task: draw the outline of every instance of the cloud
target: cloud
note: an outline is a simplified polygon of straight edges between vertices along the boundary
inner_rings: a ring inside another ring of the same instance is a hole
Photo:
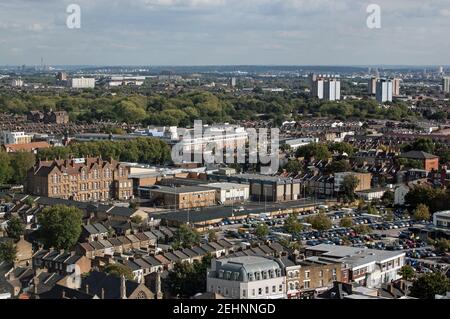
[[[450,64],[448,0],[0,0],[0,39],[52,64]],[[66,27],[81,7],[82,27]],[[50,49],[52,48],[52,49]],[[405,49],[407,48],[407,50]],[[432,48],[432,49],[431,49]],[[428,50],[428,54],[424,54]],[[447,61],[445,61],[447,59]],[[30,62],[31,61],[31,62]]]

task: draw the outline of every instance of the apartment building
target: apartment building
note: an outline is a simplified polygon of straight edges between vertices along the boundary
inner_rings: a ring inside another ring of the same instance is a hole
[[[345,264],[349,271],[348,281],[369,288],[400,279],[398,272],[405,265],[405,253],[402,251],[320,244],[306,247],[305,254],[309,261]]]
[[[2,131],[0,135],[1,144],[27,144],[30,143],[32,136],[25,132]]]
[[[213,260],[207,291],[232,299],[284,299],[285,276],[275,260],[242,256]]]
[[[238,183],[210,183],[204,184],[216,190],[216,201],[222,205],[240,203],[249,198],[250,186]]]
[[[326,290],[333,283],[347,282],[348,269],[339,261],[300,260],[281,257],[286,272],[288,299],[311,299],[317,292]]]
[[[130,168],[113,159],[79,158],[38,161],[25,182],[29,194],[75,201],[128,200]]]
[[[247,184],[250,199],[254,201],[283,202],[305,197],[301,180],[281,176],[258,174],[221,175],[210,174],[208,179],[216,182]]]
[[[342,184],[346,176],[355,176],[359,183],[356,186],[355,191],[365,191],[371,188],[372,174],[371,173],[357,173],[357,172],[342,172],[334,174],[334,191],[340,192],[342,190]]]
[[[173,209],[208,207],[216,204],[216,190],[203,186],[153,186],[141,187],[141,198],[147,192],[149,199],[157,206]]]

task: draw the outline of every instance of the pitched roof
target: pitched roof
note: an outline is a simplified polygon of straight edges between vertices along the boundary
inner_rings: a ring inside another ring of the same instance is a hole
[[[403,158],[410,158],[410,159],[435,159],[435,158],[439,158],[436,155],[430,154],[430,153],[425,153],[422,151],[410,151],[410,152],[406,152],[403,153],[400,157]]]

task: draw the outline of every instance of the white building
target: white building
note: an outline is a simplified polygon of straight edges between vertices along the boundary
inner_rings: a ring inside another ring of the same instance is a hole
[[[450,77],[444,77],[442,79],[442,91],[444,91],[444,93],[450,92]]]
[[[394,205],[405,205],[405,196],[409,193],[409,187],[405,184],[400,184],[394,188]]]
[[[323,79],[314,80],[313,85],[312,85],[312,95],[314,97],[317,97],[319,100],[322,100],[323,99],[323,87],[324,87]]]
[[[11,81],[12,87],[22,87],[23,86],[23,80],[22,79],[13,79]]]
[[[285,279],[275,260],[244,256],[213,260],[206,287],[232,299],[285,299]]]
[[[433,214],[433,224],[438,228],[450,229],[450,211],[436,212]]]
[[[141,86],[145,82],[145,76],[111,76],[106,83],[109,87],[135,85]]]
[[[0,135],[0,144],[27,144],[33,137],[25,132],[2,131]]]
[[[398,271],[405,264],[405,253],[402,251],[328,244],[306,247],[306,256],[307,260],[344,263],[350,271],[350,281],[369,288],[378,288],[383,283],[400,279]]]
[[[303,137],[285,140],[284,144],[289,145],[293,150],[295,150],[299,147],[318,142],[319,142],[318,137]]]
[[[250,185],[237,183],[211,183],[203,186],[216,189],[216,200],[223,205],[244,202],[249,198]]]
[[[72,89],[93,89],[95,88],[94,78],[73,78],[69,80],[69,86]]]
[[[360,198],[365,201],[372,201],[374,199],[380,199],[386,193],[385,188],[371,188],[364,191],[355,192]]]
[[[339,101],[341,99],[341,81],[329,79],[323,86],[323,98],[326,101]]]
[[[392,102],[392,81],[380,79],[377,82],[376,98],[379,103]]]

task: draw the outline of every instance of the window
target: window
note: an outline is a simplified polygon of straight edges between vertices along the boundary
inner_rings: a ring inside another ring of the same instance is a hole
[[[276,293],[277,292],[277,287],[276,286],[272,286],[272,293]]]
[[[252,289],[252,296],[255,295],[255,289]]]
[[[278,286],[278,291],[279,291],[279,292],[282,292],[282,291],[283,291],[283,285],[279,285],[279,286]]]
[[[306,271],[305,271],[305,278],[309,278],[309,273],[310,273],[309,270],[306,270]]]
[[[247,294],[247,291],[245,289],[242,289],[242,297],[247,297],[246,294]]]
[[[225,296],[228,296],[228,288],[225,288]]]
[[[305,280],[305,281],[303,282],[303,287],[309,288],[309,280]]]
[[[258,288],[258,295],[262,295],[262,288]]]
[[[319,280],[319,287],[323,287],[323,279]]]
[[[323,277],[323,270],[319,271],[319,277]]]
[[[289,283],[289,290],[294,290],[294,283],[293,282]]]
[[[266,295],[269,294],[269,287],[266,287]]]

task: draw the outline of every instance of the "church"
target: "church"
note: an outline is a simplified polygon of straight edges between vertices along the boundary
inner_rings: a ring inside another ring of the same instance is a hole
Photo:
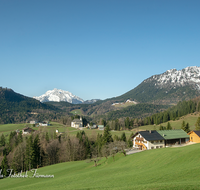
[[[74,119],[74,120],[71,122],[71,127],[74,127],[74,128],[83,127],[82,117],[80,117],[80,119]]]

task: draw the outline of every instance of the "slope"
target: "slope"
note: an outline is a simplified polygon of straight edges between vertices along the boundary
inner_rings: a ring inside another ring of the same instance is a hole
[[[171,69],[144,80],[136,88],[113,98],[115,101],[133,99],[140,103],[176,104],[200,95],[200,67]]]
[[[60,112],[52,105],[42,104],[38,100],[14,92],[12,89],[0,88],[0,123],[26,121],[28,114],[36,112]]]
[[[143,151],[102,159],[98,167],[85,161],[41,168],[54,178],[7,178],[2,189],[199,189],[200,144]],[[31,174],[30,174],[31,175]]]
[[[189,100],[199,95],[199,91],[190,85],[176,88],[157,87],[153,82],[143,81],[136,88],[112,100],[133,99],[140,103],[176,104],[179,101]]]

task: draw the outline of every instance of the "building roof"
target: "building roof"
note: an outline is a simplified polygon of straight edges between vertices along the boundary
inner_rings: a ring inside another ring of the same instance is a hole
[[[30,127],[25,127],[25,128],[23,128],[22,130],[24,130],[24,131],[35,131],[34,129],[32,129],[32,128],[30,128]]]
[[[104,125],[98,125],[98,128],[104,128]]]
[[[156,130],[138,132],[147,141],[165,140]]]
[[[189,138],[189,135],[182,129],[176,130],[160,130],[157,131],[165,140],[168,139],[180,139],[180,138]]]
[[[192,132],[196,133],[196,134],[200,137],[200,131],[190,131],[190,132],[188,133],[188,135],[190,135]]]

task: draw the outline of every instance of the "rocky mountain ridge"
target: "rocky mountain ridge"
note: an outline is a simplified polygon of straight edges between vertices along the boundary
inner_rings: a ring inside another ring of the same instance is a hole
[[[171,69],[160,75],[153,75],[144,80],[153,82],[158,87],[180,87],[193,85],[196,90],[200,90],[200,67],[191,66],[182,70]]]
[[[71,104],[93,104],[100,99],[92,99],[84,101],[82,98],[72,94],[71,92],[64,91],[61,89],[54,88],[53,90],[48,90],[45,94],[41,96],[34,96],[36,100],[40,102],[69,102]]]
[[[116,101],[127,99],[139,103],[176,104],[200,95],[200,67],[186,67],[182,70],[171,69],[144,80],[129,92],[112,98]]]
[[[81,104],[84,102],[83,99],[78,96],[73,95],[71,92],[60,90],[54,88],[53,90],[48,90],[45,94],[41,96],[34,96],[33,98],[39,100],[40,102],[69,102],[72,104]]]

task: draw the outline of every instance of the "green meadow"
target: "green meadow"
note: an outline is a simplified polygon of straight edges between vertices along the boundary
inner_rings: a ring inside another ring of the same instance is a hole
[[[39,127],[33,127],[31,124],[23,123],[23,124],[3,124],[0,125],[0,135],[3,133],[4,135],[9,135],[11,131],[15,131],[17,129],[22,130],[26,126],[31,127],[34,130],[38,130]],[[49,131],[50,133],[55,132],[56,129],[58,129],[59,132],[66,132],[69,135],[75,136],[77,132],[79,132],[79,129],[75,129],[69,126],[65,126],[63,124],[57,123],[57,122],[50,122],[50,126],[47,127],[40,127],[43,130]],[[103,131],[98,129],[83,129],[87,136],[97,136],[97,134],[103,134]],[[125,132],[126,137],[130,137],[132,131],[111,131],[111,134],[121,136],[121,134]]]
[[[115,160],[66,162],[43,167],[39,175],[54,178],[7,178],[1,189],[200,189],[200,144],[179,148],[146,150]],[[29,174],[31,177],[32,174]]]
[[[82,111],[81,109],[76,109],[76,110],[72,110],[70,113],[74,114],[74,115],[82,115]]]

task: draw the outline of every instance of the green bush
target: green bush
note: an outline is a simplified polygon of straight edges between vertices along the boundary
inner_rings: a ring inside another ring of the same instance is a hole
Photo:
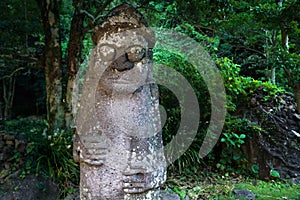
[[[259,89],[262,89],[265,92],[263,99],[265,101],[277,93],[284,92],[283,88],[277,87],[270,82],[241,76],[240,66],[227,57],[217,58],[216,63],[223,77],[227,93],[228,111],[234,112],[238,105],[249,103],[252,95]]]
[[[262,129],[246,118],[228,115],[221,135],[222,151],[217,167],[221,170],[234,172],[247,169],[247,159],[241,150],[246,139],[258,136]]]
[[[46,120],[20,118],[6,121],[4,129],[26,136],[26,162],[21,177],[35,173],[53,178],[61,188],[61,196],[72,191],[79,182],[79,167],[72,156],[73,132],[47,132]]]
[[[73,160],[73,132],[56,130],[38,141],[34,141],[38,151],[36,174],[43,172],[54,177],[61,187],[62,196],[72,191],[79,183],[79,166]]]
[[[35,118],[18,118],[4,121],[5,132],[16,132],[28,137],[33,133],[43,133],[47,130],[47,121]]]
[[[216,63],[224,80],[229,111],[220,140],[222,148],[217,167],[226,171],[245,169],[247,160],[241,151],[241,145],[247,138],[257,136],[262,129],[247,118],[234,116],[235,111],[241,107],[250,108],[251,98],[256,94],[262,96],[259,101],[272,101],[273,97],[283,93],[284,89],[270,82],[241,76],[240,66],[229,58],[218,58]]]
[[[199,156],[199,150],[205,136],[205,130],[207,128],[207,124],[205,122],[210,118],[210,101],[208,90],[201,77],[201,74],[194,66],[181,57],[179,53],[176,54],[169,51],[154,49],[154,61],[156,64],[173,68],[180,73],[193,88],[198,99],[199,108],[201,108],[200,124],[196,137],[193,138],[193,142],[188,150],[172,165],[173,169],[182,172],[185,168],[199,165],[202,160]],[[168,80],[170,80],[169,84],[173,84],[176,88],[178,88],[178,90],[183,90],[182,92],[184,93],[184,90],[187,90],[188,88],[182,87],[180,85],[181,82],[172,82],[175,79],[176,78],[170,78],[170,75],[168,74]],[[159,94],[160,104],[167,112],[166,123],[163,127],[163,140],[164,144],[166,145],[172,139],[174,139],[174,136],[178,132],[181,121],[181,108],[176,96],[168,88],[159,85]],[[189,113],[189,115],[189,117],[193,117],[193,115],[199,115],[199,113]],[[178,141],[178,145],[181,145],[180,141]]]

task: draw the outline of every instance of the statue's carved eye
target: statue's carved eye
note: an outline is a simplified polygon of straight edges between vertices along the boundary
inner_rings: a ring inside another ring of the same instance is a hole
[[[110,45],[102,45],[98,48],[98,54],[103,61],[113,61],[116,57],[116,49]]]
[[[146,50],[142,46],[131,46],[125,51],[130,62],[139,62],[145,57]]]

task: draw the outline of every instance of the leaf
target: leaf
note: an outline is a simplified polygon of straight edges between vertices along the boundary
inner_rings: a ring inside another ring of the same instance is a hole
[[[239,160],[241,158],[241,155],[234,155],[233,160]]]
[[[274,177],[274,178],[280,178],[280,174],[278,171],[276,171],[275,169],[271,169],[270,170],[270,176]]]
[[[251,170],[252,170],[253,173],[258,174],[258,172],[259,172],[259,165],[258,164],[253,164],[251,166]]]
[[[200,188],[199,186],[196,186],[196,187],[193,187],[193,190],[194,190],[195,192],[197,192],[197,191],[200,191],[201,188]]]
[[[246,138],[246,135],[245,134],[241,134],[240,135],[240,139],[244,139],[244,138]]]
[[[233,140],[229,139],[228,141],[232,144],[232,146],[235,146],[235,142]]]
[[[180,189],[179,189],[179,187],[177,187],[177,186],[176,186],[176,187],[174,187],[174,189],[173,189],[173,190],[174,190],[174,192],[175,192],[175,193],[177,193],[177,194],[179,194],[179,193],[180,193]]]

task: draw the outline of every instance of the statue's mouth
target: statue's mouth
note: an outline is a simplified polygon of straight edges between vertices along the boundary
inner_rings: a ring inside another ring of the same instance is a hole
[[[110,68],[110,75],[108,80],[111,81],[113,84],[128,84],[131,81],[129,80],[130,76],[126,74],[130,73],[128,70],[118,70],[116,68]]]

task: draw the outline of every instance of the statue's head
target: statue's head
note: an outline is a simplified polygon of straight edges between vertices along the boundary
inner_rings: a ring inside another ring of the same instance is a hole
[[[96,59],[105,67],[100,89],[134,93],[152,82],[154,32],[144,17],[129,4],[114,8],[93,35]]]

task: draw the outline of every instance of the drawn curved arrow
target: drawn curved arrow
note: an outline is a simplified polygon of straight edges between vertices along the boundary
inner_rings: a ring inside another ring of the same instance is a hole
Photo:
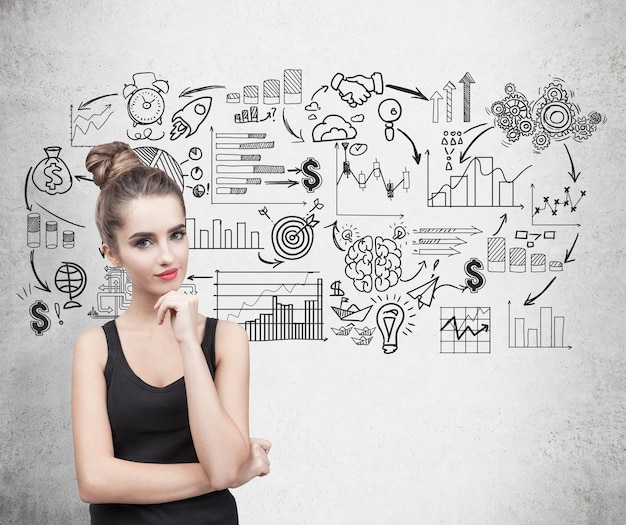
[[[572,252],[574,251],[574,246],[576,246],[576,241],[578,240],[578,233],[576,234],[576,238],[574,239],[574,242],[572,243],[572,247],[569,250],[565,250],[565,261],[563,261],[565,264],[567,263],[571,263],[574,262],[576,259],[570,259],[570,257],[572,256]]]
[[[481,131],[478,135],[476,135],[474,137],[474,140],[472,140],[472,142],[469,143],[469,146],[467,146],[467,148],[465,148],[465,151],[461,152],[461,155],[459,156],[459,162],[462,164],[463,162],[465,162],[466,160],[469,159],[469,157],[466,158],[467,152],[468,150],[472,147],[472,144],[474,144],[474,142],[476,142],[480,137],[482,137],[485,133],[487,133],[489,130],[494,129],[495,126],[491,126],[483,131]]]
[[[37,288],[38,290],[41,290],[42,292],[51,292],[50,287],[48,286],[48,282],[46,281],[44,283],[39,278],[39,275],[37,275],[37,270],[35,270],[35,250],[30,251],[30,267],[33,269],[33,274],[35,274],[35,279],[37,279],[37,282],[41,285],[41,287],[35,286],[35,288]]]
[[[552,283],[555,281],[555,279],[556,279],[556,275],[552,278],[552,280],[548,283],[548,285],[534,297],[531,297],[530,294],[528,294],[528,297],[524,301],[524,306],[532,306],[533,304],[535,304],[535,301],[539,299],[546,292],[546,290],[550,288],[550,286],[552,286]]]
[[[258,253],[259,256],[259,261],[265,263],[265,264],[271,264],[273,268],[276,268],[279,264],[283,264],[284,261],[281,261],[280,259],[276,259],[274,258],[273,261],[266,261],[265,259],[263,259],[263,257],[261,257],[261,252]]]

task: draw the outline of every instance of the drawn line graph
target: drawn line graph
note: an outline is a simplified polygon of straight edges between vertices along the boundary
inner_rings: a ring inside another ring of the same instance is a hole
[[[250,341],[322,340],[323,282],[316,273],[218,271],[216,316],[239,323]]]
[[[100,113],[93,113],[88,117],[84,117],[79,114],[76,118],[74,118],[74,107],[70,106],[70,120],[72,124],[70,130],[70,143],[73,144],[78,132],[80,132],[83,136],[87,136],[92,129],[100,131],[107,123],[111,115],[113,115],[111,105],[107,104],[107,106]]]
[[[490,307],[441,307],[440,353],[491,353]]]

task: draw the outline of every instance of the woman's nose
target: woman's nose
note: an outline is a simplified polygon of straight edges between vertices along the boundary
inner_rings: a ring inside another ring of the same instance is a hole
[[[159,247],[159,262],[161,264],[169,264],[174,260],[174,254],[167,243],[163,243]]]

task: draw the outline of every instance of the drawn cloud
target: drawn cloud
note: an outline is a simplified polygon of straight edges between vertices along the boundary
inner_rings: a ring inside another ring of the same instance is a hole
[[[328,115],[313,128],[313,141],[326,142],[356,137],[356,129],[340,115]]]

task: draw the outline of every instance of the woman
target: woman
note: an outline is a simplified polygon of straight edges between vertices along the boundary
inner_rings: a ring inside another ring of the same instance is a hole
[[[228,488],[269,472],[270,443],[248,436],[246,333],[178,292],[189,244],[176,183],[121,142],[93,148],[86,166],[103,252],[126,269],[132,299],[76,343],[80,497],[93,524],[236,524]]]

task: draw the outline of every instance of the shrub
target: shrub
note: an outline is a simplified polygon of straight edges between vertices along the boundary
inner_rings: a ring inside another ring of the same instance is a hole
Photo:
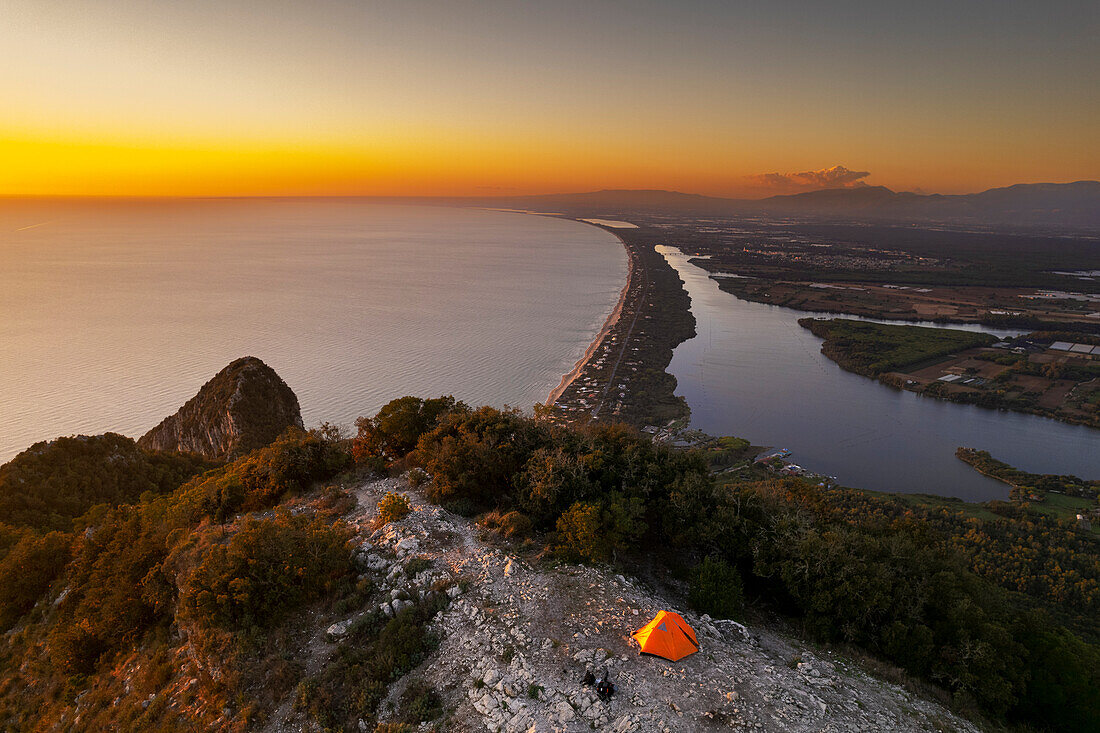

=======

EXERCISE ▸ Show each line of the material holding "graph".

ANSWER AREA ▸
task: draw the outline of every instance of the drawn line graph
target: drawn line graph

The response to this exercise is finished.